# Data in this exercise
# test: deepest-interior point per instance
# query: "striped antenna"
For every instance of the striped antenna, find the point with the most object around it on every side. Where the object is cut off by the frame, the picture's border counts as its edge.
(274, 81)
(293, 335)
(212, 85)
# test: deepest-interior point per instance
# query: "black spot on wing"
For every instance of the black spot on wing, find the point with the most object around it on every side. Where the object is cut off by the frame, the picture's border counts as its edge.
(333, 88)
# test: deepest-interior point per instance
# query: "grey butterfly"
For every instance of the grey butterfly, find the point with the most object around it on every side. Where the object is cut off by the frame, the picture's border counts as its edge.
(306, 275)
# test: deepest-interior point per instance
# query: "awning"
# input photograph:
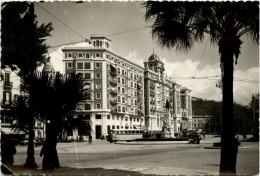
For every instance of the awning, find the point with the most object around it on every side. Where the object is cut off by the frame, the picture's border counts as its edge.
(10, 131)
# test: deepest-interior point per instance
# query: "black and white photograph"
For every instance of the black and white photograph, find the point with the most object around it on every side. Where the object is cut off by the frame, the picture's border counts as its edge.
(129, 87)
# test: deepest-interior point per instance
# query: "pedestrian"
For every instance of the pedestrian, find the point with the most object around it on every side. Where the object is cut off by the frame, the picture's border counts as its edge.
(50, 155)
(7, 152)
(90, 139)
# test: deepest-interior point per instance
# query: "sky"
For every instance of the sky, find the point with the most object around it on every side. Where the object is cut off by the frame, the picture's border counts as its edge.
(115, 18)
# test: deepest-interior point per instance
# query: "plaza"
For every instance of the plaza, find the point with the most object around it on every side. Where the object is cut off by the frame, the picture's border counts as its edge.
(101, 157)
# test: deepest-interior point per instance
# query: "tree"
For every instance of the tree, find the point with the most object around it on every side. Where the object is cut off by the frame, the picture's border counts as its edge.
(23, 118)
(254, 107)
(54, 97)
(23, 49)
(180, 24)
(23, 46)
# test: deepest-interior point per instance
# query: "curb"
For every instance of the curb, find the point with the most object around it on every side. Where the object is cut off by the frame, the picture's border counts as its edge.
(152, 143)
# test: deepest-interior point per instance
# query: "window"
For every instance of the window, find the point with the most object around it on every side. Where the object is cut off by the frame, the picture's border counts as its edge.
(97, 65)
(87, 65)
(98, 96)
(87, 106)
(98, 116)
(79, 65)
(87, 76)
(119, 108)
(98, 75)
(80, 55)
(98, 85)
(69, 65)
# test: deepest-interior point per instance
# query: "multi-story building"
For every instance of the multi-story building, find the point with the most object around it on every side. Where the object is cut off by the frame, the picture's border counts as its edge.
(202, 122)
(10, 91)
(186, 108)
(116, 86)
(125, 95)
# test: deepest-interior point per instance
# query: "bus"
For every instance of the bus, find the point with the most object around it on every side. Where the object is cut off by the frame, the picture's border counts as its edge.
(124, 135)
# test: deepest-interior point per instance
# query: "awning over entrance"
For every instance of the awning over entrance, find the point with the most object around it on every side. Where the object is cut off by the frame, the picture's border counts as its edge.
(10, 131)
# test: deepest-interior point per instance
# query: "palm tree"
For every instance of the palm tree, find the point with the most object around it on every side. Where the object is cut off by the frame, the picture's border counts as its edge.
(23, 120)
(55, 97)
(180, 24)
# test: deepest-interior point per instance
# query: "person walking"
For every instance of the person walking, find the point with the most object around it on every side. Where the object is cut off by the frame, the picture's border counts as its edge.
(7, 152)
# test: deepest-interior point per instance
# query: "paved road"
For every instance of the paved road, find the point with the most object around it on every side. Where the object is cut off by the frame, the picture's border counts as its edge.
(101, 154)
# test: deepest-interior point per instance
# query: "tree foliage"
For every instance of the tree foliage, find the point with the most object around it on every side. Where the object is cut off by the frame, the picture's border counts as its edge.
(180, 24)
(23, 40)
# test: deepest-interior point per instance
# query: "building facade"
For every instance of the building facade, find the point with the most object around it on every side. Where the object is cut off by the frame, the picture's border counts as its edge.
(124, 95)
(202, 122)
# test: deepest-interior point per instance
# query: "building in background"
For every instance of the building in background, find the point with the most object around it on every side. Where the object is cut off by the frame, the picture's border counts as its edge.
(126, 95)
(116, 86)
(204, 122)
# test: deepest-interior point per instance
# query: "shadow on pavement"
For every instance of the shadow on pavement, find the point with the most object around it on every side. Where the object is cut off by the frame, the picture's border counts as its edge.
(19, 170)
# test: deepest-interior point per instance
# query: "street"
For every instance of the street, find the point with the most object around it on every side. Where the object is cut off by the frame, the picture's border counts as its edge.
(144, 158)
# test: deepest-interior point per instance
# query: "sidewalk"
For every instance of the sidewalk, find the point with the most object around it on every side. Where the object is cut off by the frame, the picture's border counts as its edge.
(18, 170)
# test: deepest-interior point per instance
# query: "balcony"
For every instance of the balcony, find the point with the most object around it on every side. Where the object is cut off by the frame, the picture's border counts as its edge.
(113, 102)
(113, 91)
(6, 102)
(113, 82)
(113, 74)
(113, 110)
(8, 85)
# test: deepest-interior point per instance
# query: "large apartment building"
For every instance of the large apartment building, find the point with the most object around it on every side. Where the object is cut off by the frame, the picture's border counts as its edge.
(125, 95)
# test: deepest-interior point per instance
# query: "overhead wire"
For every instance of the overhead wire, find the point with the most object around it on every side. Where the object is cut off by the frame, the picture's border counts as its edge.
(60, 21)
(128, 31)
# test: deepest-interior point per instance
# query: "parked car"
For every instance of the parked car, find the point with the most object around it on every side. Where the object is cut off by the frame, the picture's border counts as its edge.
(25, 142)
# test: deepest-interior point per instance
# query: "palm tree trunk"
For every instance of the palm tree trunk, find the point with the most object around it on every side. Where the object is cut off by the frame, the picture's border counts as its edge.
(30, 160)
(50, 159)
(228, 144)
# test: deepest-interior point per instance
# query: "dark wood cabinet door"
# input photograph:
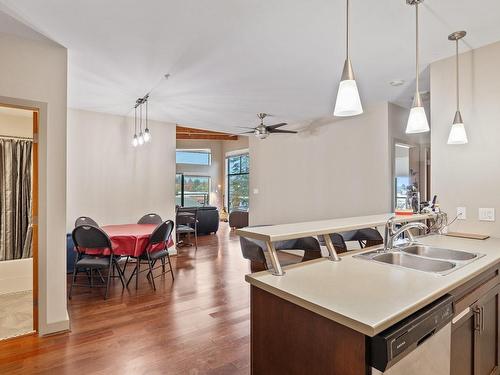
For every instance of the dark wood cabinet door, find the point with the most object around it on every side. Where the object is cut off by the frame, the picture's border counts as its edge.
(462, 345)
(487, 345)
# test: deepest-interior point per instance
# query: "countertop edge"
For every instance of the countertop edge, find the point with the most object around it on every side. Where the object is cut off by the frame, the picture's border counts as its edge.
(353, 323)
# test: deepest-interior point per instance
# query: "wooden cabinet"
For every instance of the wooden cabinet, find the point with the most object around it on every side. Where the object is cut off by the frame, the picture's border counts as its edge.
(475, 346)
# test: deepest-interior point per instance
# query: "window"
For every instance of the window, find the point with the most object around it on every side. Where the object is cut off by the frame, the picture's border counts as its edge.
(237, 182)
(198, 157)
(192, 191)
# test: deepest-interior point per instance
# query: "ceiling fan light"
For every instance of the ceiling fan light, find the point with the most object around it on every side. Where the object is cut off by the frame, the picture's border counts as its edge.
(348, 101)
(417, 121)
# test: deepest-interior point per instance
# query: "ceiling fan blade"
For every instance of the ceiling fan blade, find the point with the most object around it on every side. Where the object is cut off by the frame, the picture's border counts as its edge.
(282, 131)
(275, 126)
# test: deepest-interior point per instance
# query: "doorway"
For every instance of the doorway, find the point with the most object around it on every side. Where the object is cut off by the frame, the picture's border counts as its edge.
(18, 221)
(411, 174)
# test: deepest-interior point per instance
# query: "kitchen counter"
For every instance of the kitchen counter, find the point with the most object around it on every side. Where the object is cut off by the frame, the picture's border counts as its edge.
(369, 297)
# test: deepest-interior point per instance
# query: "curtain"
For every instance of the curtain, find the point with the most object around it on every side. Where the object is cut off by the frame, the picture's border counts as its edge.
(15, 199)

---

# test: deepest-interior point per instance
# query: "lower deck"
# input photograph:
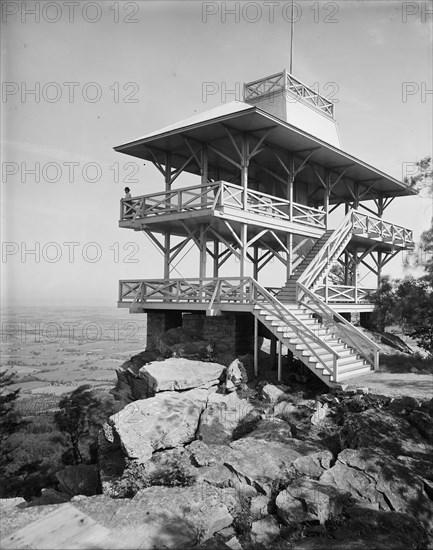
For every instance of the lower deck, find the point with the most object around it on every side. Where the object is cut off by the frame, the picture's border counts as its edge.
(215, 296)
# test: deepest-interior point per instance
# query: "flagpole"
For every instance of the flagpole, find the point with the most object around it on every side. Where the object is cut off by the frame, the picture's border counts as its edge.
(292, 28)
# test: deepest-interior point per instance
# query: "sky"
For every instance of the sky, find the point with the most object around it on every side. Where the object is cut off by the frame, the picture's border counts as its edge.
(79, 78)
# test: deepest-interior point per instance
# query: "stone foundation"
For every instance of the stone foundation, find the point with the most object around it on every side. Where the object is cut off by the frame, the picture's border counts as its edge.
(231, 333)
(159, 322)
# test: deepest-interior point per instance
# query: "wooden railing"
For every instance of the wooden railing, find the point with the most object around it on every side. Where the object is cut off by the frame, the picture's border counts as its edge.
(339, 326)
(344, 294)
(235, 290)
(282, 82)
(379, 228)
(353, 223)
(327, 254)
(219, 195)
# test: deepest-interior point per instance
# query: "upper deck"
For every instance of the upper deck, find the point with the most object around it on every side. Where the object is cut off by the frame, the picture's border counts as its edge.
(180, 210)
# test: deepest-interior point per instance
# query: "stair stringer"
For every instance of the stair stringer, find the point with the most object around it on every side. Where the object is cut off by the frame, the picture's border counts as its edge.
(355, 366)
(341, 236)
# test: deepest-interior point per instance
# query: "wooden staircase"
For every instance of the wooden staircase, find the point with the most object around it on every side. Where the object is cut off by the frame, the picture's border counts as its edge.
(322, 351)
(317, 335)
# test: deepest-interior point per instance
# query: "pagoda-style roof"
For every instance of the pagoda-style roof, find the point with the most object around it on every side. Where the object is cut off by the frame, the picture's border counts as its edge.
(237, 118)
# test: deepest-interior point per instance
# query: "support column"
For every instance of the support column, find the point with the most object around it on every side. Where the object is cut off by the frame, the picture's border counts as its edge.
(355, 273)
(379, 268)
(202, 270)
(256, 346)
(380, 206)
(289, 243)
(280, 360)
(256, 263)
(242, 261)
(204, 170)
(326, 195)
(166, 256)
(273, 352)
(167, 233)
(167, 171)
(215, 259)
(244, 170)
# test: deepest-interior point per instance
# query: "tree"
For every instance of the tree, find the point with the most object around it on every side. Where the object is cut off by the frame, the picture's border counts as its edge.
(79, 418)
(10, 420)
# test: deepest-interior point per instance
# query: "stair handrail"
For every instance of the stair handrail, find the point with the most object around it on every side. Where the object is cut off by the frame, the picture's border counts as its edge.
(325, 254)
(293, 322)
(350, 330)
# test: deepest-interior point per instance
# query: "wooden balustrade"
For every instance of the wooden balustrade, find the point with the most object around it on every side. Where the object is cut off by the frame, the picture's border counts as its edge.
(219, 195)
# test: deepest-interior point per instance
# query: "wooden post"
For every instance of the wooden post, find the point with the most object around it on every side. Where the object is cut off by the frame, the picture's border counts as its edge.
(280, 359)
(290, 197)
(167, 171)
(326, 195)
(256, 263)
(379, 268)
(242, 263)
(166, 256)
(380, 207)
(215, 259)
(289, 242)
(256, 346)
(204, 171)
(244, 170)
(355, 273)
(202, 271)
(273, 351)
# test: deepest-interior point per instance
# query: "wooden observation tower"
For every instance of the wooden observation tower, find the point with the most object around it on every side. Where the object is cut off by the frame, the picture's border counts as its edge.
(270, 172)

# Set task
Count the lines of the records that contain the string "multi". Give only the number.

# Exercise output
2